(Dataset entries)

╔══

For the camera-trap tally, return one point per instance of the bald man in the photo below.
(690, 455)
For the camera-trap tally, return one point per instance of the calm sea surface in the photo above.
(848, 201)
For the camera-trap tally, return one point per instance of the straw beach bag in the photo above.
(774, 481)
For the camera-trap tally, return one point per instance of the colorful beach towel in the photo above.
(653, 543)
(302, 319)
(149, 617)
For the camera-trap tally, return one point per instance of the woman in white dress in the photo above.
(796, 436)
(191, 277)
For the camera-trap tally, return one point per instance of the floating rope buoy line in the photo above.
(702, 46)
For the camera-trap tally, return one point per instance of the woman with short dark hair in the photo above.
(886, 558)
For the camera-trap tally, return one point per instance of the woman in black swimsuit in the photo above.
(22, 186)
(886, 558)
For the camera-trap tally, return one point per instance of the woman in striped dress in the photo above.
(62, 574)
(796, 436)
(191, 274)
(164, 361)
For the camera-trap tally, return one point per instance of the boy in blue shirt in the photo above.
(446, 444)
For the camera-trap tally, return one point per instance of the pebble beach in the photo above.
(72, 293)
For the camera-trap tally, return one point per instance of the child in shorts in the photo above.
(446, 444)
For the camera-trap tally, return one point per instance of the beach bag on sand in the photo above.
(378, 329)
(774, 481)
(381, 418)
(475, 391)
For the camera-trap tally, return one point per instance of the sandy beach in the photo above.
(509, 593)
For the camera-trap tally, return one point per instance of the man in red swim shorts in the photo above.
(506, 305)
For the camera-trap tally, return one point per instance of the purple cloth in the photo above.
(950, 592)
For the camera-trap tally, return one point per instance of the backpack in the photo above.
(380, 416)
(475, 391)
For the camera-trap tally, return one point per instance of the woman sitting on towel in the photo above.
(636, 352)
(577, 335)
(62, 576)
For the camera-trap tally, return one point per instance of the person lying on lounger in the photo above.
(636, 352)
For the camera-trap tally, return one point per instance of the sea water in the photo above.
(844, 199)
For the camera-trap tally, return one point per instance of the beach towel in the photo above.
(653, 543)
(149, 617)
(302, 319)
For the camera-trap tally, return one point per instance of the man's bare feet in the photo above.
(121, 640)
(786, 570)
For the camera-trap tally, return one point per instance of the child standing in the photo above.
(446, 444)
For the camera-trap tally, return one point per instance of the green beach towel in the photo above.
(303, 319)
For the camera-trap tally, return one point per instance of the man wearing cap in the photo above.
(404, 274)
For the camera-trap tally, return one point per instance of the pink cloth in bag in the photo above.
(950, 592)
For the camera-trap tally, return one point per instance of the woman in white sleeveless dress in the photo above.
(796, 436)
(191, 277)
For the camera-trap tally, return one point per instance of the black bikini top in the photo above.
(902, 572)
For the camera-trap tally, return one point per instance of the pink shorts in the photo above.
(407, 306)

╚══

Transcribe every record above exactly.

For the camera-trap tally, return one point per instance of the bald man in the photo below.
(690, 455)
For the camera-trap tally, return one point per instance of the calm sea surface in the photo above.
(848, 201)
For the camera-trap tally, return one point per instance of the straw beach bag in the photo above.
(774, 481)
For the camera-trap tally, return one point per instance of the colorful beach towel in the photo above.
(653, 543)
(302, 319)
(149, 617)
For the camera-trap tally, return one point per instance of the woman in white dress in the photo above.
(796, 436)
(191, 277)
For the camera-trap tally, return one point per instance of the floating rope buoy line in the photo above.
(702, 46)
For the camera-trap tally, return one point per instance of the woman with short dark hair in the photo above.
(886, 558)
For the camera-trap tally, return one point per instance of the woman in black swimsuit in the photo above.
(22, 186)
(886, 558)
For the camera-trap tally, return one point per instance of the woman in striped dress in the photo above.
(62, 574)
(796, 436)
(191, 274)
(164, 361)
For the camera-trap tally, return one point per instance of the boy in blue shirt in the photo above.
(446, 444)
For the camera-trap tally, return one point per instance of the pebble beach in the photo above.
(72, 293)
For the camera-trap tally, return one point per instance of the child in shorts in the photo above.
(446, 444)
For the camera-trap tally, return one point per instance of the beach bag on sand in the photo above.
(378, 329)
(774, 481)
(381, 418)
(475, 391)
For the camera-trap tally, return one point per instance of the sandy beach in the photo above.
(509, 593)
For the camera-trap tally, return one point per instance of the man in red swim shorts in the photo above.
(506, 305)
For the camera-trap tally, return one point per instance of the purple cloth in the photo above.
(950, 592)
For the camera-trap tally, return one point per instance of the backpack in the photo above.
(380, 416)
(475, 391)
For the camera-trap tally, return one point per instance of the woman sitting on towel in the photo above.
(636, 352)
(577, 335)
(62, 576)
For the camera-trap tally, return one point per instance of the person lying on lounger in the photo above.
(636, 352)
For the camera-trap tally, return one point per instance of the sea water in the photo above.
(844, 199)
For the camera-trap tally, return one point per instance of the beach towel in the photo above.
(653, 543)
(149, 617)
(302, 319)
For the camera-trap tally, return one point per instance of the man's bare feet in the photo above.
(121, 640)
(786, 570)
For the camera-trap tally, return one point per instance of the child standing in the photo above.
(446, 444)
For the camera-trap tally, return one point per instance of the green beach towel in the photo above.
(303, 319)
For the camera-trap tally, return one point per instance of the man wearing cap in the photo above.
(404, 274)
For the camera-trap tally, return one point per instance of the pink cloth in bag in the photo above.
(950, 592)
For the camera-trap tally, return one point per instance of the woman in white sleeveless dress in the photo above.
(796, 436)
(191, 277)
For the camera-trap tally, return one point per instance of the black bikini top in the photo above.
(902, 572)
For the camera-trap tally, return one point per instance of the pink shorts in the photo above.
(407, 306)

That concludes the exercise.